## [PROBLEM REQUIREMENTS]
Render the lines below as a two-column CSV with the headers instruction and points. Give one row per instruction with its answer, put each value in a single quoted field with any line breaks replaced by spaces, and leave the pictures out.
┌─ RECORD EXTRACTS
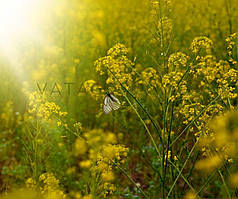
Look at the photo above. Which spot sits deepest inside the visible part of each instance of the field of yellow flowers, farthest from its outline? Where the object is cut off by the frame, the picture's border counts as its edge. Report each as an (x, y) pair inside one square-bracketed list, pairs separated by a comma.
[(164, 71)]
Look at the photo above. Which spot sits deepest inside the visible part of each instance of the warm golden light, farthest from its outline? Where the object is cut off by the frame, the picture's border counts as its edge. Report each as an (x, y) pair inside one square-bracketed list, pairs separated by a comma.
[(15, 17)]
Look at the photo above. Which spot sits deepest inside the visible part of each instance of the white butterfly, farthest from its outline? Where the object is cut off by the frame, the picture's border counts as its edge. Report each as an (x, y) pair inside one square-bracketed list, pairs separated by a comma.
[(110, 103)]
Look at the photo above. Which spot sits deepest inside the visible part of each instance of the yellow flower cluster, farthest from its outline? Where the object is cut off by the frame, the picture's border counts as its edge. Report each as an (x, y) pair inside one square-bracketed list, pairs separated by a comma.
[(42, 108), (165, 27), (150, 77), (177, 61), (117, 67), (99, 151), (171, 82), (93, 89), (221, 141), (232, 43), (201, 43), (49, 186)]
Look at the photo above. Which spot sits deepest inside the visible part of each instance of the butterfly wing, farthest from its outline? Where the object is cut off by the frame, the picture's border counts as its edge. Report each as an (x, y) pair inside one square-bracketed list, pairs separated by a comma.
[(114, 102)]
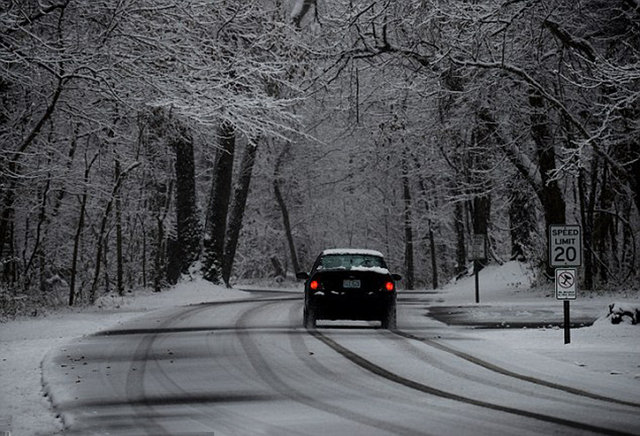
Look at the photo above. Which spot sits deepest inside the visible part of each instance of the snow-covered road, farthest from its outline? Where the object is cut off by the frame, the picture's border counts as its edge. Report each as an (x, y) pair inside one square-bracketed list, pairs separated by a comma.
[(247, 367)]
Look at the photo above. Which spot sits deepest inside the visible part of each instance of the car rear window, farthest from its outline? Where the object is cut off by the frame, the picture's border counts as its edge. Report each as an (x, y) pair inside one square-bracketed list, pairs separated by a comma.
[(349, 261)]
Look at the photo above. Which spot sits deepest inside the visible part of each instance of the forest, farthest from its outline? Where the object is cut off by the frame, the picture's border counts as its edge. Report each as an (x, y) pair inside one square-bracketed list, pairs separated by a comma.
[(146, 141)]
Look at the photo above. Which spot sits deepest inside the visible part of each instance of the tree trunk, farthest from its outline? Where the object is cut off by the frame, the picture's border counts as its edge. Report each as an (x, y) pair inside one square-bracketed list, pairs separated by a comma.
[(119, 257), (237, 210), (283, 208), (461, 253), (549, 191), (188, 224), (408, 229), (521, 220), (103, 231), (79, 228), (219, 205)]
└─
## [ANSWER FOR THIS EXERCISE]
instruction,points
"Look at the photo above. Which spot sits deepest inside the visible part of each instance of the field of yellow flowers, farthest from its outline? Where the object is cut off by the frame, the picture's border counts as its edge. Report each as an (x, y) pair inside one square-bracketed list, pairs separated by a comma.","[(164, 71)]"
"Look at the photo above. Which spot sits deepest inside the visible part of each instance of the warm golden light, farthest from its outline? Where the object is cut off by the frame, the picture's border counts as its edge. Report each as an (x, y) pair inside one square-bracketed list, pairs separated by a comma.","[(15, 17)]"
"Look at the photo above. Which spot sits deepest inside the visible part of each instance of the white butterfly, farthest from its outline? Where the object is cut off by the frame, the picture's border counts as its edge. Report each as an (x, y) pair inside one square-bracketed list, pairs separated by a comma.","[(110, 103)]"
"Look at the photo above. Which spot sits deepest inside the visible part of each instance of the yellow flower cluster, farthest from its outline? Where the object is cut off by the frame, the picture's border counts as its edge. Report each as an (x, y) pair inside one square-bracketed list, pairs separated by a comma.","[(42, 108), (165, 27), (150, 77), (177, 61), (117, 67), (99, 151), (171, 82), (93, 89), (221, 141), (232, 43), (201, 43), (49, 186)]"
"Look at the photo above. Which spot sits deepest inside the visible part of each instance of the butterfly wing, farthest from its outline? Where the object is cut off by the frame, the picture's border counts as its edge. Report each as an (x, y) pair inside one square-bracketed list, pairs separated by a comma.","[(114, 102)]"
"Look at the photo above. Which spot sits deepest inside the visible part of each instance of the snow-covered road, farthest from its outline? Where the object is cut off by the frame, the picture's border counts as its edge. Report each as an (x, y) pair inside one square-bracketed list, pairs separated by a comma.","[(247, 367)]"
"Look at the photo above. Which spot sits deepest inside the visible part of each instance of the car rear window, farthest from its outline? Where the object is cut off by the frame, the picture's border counts as its edge. Report each as an (x, y) pair inside one square-bracketed list, pairs separated by a comma.","[(349, 261)]"
"Look at the photo above. Which spot sits deepest inside the visible part of each instance of the forest, farthest from its outline? Where the object is cut off by the frame, the picture's border counts as its edge. Report each as an (x, y) pair inside one square-bracketed list, pairs separated by a comma.","[(146, 141)]"
"Look at the photo above. Which spot sits deepest inside the visible part of each instance of the tree trunk, farthest from its outline? Where the object is cut off by the frame, the picture's border counts as its edge. Report each as an (x, y) pair inside one square-bracketed list, pairs separated by a comma.","[(119, 257), (237, 210), (283, 208), (461, 253), (549, 191), (188, 224), (408, 229), (521, 220), (103, 231), (79, 228), (219, 205)]"